Objective:
Leave out the pictures and transcribe the rest of the records exactly.

Photo-based point labeling data:
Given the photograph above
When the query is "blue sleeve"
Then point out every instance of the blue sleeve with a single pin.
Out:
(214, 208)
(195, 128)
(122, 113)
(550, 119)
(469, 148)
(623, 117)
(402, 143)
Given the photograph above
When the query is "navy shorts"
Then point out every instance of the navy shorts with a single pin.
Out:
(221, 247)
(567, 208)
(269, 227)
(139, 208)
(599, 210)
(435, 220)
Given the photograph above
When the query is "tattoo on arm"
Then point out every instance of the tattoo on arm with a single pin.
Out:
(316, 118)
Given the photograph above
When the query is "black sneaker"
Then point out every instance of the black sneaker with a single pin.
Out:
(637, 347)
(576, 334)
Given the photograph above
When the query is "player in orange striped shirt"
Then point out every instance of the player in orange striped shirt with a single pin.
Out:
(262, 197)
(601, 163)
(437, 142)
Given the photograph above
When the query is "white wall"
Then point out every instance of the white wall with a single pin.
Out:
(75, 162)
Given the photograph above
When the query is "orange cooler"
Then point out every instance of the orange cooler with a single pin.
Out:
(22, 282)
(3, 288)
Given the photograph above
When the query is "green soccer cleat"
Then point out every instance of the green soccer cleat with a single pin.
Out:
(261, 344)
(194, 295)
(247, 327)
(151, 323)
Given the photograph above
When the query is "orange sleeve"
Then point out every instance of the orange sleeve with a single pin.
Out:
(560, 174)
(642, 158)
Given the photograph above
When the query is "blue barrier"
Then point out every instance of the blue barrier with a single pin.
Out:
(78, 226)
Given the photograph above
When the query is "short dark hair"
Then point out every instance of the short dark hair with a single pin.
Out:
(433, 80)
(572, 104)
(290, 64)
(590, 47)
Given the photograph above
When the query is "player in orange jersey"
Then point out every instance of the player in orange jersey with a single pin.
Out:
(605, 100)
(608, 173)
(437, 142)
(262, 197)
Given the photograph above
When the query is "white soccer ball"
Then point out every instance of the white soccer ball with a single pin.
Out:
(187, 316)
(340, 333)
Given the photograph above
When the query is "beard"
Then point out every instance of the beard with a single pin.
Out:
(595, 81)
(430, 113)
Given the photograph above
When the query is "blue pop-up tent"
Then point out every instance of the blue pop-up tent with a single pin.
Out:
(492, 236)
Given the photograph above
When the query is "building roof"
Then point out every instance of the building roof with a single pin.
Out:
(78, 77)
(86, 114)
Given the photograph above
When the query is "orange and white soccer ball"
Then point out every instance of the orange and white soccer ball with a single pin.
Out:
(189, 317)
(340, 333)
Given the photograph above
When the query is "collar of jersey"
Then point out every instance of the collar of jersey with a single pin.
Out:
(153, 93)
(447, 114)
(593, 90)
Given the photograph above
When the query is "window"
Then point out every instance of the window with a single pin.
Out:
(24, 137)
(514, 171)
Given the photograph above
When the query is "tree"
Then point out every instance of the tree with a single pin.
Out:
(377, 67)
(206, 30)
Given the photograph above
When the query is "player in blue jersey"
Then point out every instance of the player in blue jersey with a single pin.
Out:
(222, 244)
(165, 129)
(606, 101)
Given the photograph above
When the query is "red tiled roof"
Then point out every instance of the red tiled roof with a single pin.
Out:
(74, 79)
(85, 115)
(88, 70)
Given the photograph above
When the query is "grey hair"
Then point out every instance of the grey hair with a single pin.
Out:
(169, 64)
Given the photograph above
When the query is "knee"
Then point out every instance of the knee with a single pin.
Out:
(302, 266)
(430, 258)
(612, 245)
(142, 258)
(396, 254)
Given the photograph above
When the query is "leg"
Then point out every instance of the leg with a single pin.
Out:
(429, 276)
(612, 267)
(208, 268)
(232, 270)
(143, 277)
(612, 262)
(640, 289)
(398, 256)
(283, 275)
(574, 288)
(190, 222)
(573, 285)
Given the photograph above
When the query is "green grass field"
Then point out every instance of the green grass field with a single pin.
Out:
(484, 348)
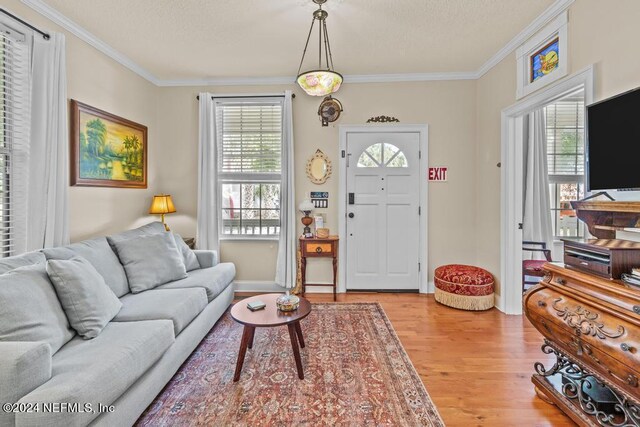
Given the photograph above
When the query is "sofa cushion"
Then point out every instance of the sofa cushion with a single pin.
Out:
(214, 280)
(180, 306)
(189, 258)
(98, 252)
(99, 370)
(30, 258)
(150, 261)
(85, 297)
(30, 309)
(146, 230)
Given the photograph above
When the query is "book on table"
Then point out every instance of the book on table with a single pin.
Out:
(256, 305)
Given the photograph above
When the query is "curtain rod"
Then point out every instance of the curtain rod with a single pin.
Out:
(293, 95)
(11, 15)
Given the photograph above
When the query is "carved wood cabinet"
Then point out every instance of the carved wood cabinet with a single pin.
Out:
(592, 327)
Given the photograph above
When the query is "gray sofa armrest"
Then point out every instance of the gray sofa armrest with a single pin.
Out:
(206, 258)
(24, 366)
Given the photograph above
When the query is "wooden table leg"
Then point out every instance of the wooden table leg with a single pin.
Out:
(296, 350)
(253, 332)
(303, 274)
(335, 273)
(299, 333)
(246, 333)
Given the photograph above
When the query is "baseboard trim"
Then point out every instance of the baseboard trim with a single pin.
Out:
(262, 286)
(266, 286)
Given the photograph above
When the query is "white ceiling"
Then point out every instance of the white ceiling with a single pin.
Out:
(204, 39)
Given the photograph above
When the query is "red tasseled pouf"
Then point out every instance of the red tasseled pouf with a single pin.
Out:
(464, 286)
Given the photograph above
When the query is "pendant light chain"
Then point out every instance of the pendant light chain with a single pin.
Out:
(320, 81)
(313, 21)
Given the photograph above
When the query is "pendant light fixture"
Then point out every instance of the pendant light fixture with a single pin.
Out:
(321, 81)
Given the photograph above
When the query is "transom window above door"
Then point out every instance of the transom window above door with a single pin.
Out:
(382, 154)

Written answer:
Given the photograph above
When the query is "blue sleeve"
Then point out every instance of the blue sleeve with a single pin.
Out:
(214, 208)
(195, 128)
(122, 113)
(550, 119)
(469, 148)
(623, 117)
(402, 143)
Given the photograph above
When the query is "navy shorts"
Then point out every instance of the navy shorts with a single pin.
Out:
(221, 247)
(567, 208)
(269, 227)
(139, 208)
(599, 210)
(435, 220)
Given the photograph above
When the query is "tattoo on arm"
Then point out every instance of the tattoo on arm with a single pin.
Out:
(316, 118)
Given the photograph above
When the query is "black sneaker"
Then point out every instance of the black sneaker with a single pin.
Out:
(637, 347)
(576, 334)
Given the photograph above
When the query is "player in orange striped shirt"
Then point out every instance of the player in orange striped shirt with a single pin.
Out:
(262, 197)
(601, 163)
(437, 142)
Given the photograph above
When the query is "white wall"
Then point out every instance of the white wall with a single pin.
Out:
(75, 162)
Given the photograph above
When the query is "orange cooler"
Then point out every instance of the orange cooler with a single pin.
Out:
(22, 282)
(3, 288)
Given the photograph above
When the query is "green soccer cleat"
Then point out every instance of the green soccer cleat with a single pin.
Out:
(261, 344)
(194, 295)
(247, 327)
(151, 323)
Given the photograph above
When the query is "orange sleeve"
Then point out every instance of the orange sleeve with a single pin.
Out:
(560, 174)
(642, 158)
Given the photograph above
When the query is "blue barrier"
Then point out every instance of the blue barrier with a single pin.
Out:
(78, 226)
Given the photograph above
When the query is "short dark hair"
Then point out every instance of the short dark hair with a single pin.
Out:
(433, 80)
(572, 104)
(290, 64)
(590, 47)
Given the photograph above
When the query is "player in orange jersey"
Then point out every instance of the player in orange jersey with a single pin.
Out:
(605, 100)
(608, 173)
(437, 142)
(262, 197)
Given the photograph above
When the query is "white soccer ball"
Then point out every instance of the white soccer ball with a single pin.
Out:
(187, 316)
(340, 333)
Given the photograph above
When the query is "beard"
Then point out every instance of the beard with a single pin.
Out:
(595, 81)
(430, 113)
Given the photograph above
When the query is "blue pop-up tent"
Then point out every instance of the blue pop-up tent with a single pin.
Out:
(492, 236)
Given the photograph above
When the query is "building roof"
Then point out every instance of the building roof with a single pin.
Out:
(78, 77)
(86, 114)
Given the photograph above
When the query is "orange and white soccer ball"
Then point out every instance of the orange and white soccer ball with a single pin.
Out:
(189, 317)
(340, 333)
Given the photograph above
When the query is "collar of jersey"
Then point out every instance of the collar of jersey with a single pin.
Out:
(153, 93)
(447, 114)
(593, 90)
Given the photograph above
When the query is "window"
Then point out every instance of the window with a single pin.
Out:
(24, 137)
(514, 171)
Given the photograph above
When the query is "tree"
Then point out every instance of the tree with a single pin.
Out:
(377, 67)
(206, 30)
Given the photograph above
When the query is "player in blue jersey"
Then point out every instance of the player in blue jersey with a single pin.
Out:
(222, 244)
(165, 129)
(606, 101)
Given the photograph above
When the query is "red tiled roof"
Then point out every instance of the red tiled roof with a single pin.
Out:
(74, 79)
(85, 115)
(88, 70)
Given the photograph above
When the query is "grey hair"
Then point out every instance of the grey hair with a single pin.
Out:
(169, 64)
Given the photograph above
When the query is "knee"
Then point out every instance of the knee with a single pin.
Out:
(302, 266)
(430, 258)
(612, 245)
(142, 258)
(396, 254)
Given the photograph above
When the query is "leg"
Then point out every instance of the leg with a single pin.
Out:
(429, 276)
(612, 267)
(208, 268)
(232, 270)
(143, 277)
(612, 262)
(640, 289)
(398, 256)
(283, 275)
(574, 288)
(190, 222)
(573, 285)
Given the photograph above
When the query is "green grass field"
Then point out every instance of the green grass field with a single pin.
Out:
(484, 348)
Given the photograph above
When the query is "sofa cushion"
Then point out every instance of the sofa cushion with a single pin.
Out:
(214, 280)
(180, 306)
(189, 258)
(98, 252)
(99, 370)
(30, 258)
(150, 261)
(85, 297)
(30, 309)
(146, 230)
Given the photograph above
When the query is "book on table"
Then point out every instance of the book on table with a single pin.
Out:
(256, 305)
Given the photograph above
When the query is "curtain rod"
Then point out every instance of the curtain rod with a single pin.
Out:
(293, 95)
(11, 15)
Given the photograph above
When the query is "carved wood cabinet"
Then point out every instance of the carved wood cabinet with a single pin.
Out:
(592, 327)
Given the photograph above
When the query is "gray sofa armrest"
Then point out every instance of the gray sofa armrest with a single pin.
Out:
(206, 258)
(24, 366)
Given the photograph above
When the query is "wooden table leg"
Then point out every instance of the wooden table leg with a single pin.
Out:
(296, 350)
(253, 332)
(303, 274)
(335, 273)
(299, 333)
(246, 333)
Given the photograph above
When the query is "baseboard trim"
Then point out every instance of the baseboard trim with a single pin.
Out:
(262, 286)
(266, 286)
Given the photograph above
When the query is "white ceiling"
Then point out every instance of the white ceiling with a single pin.
Out:
(204, 39)
Given the photograph above
When the query is "red tasseled pouf"
Then point out every instance of the red tasseled pouf with a single pin.
Out:
(464, 286)
Given the photograph above
When the query is "pendant light chain"
Then point out every instance of the pendant light chain with a single pin.
Out:
(320, 81)
(313, 21)
Given the photograph above
When the query is "pendant light fixture"
Then point out every instance of the pendant light fixture with a single pin.
Out:
(321, 81)
Given the photograph above
When the query is "transom window above door"
Then point out every instance of the transom window above door with a single pin.
Out:
(382, 154)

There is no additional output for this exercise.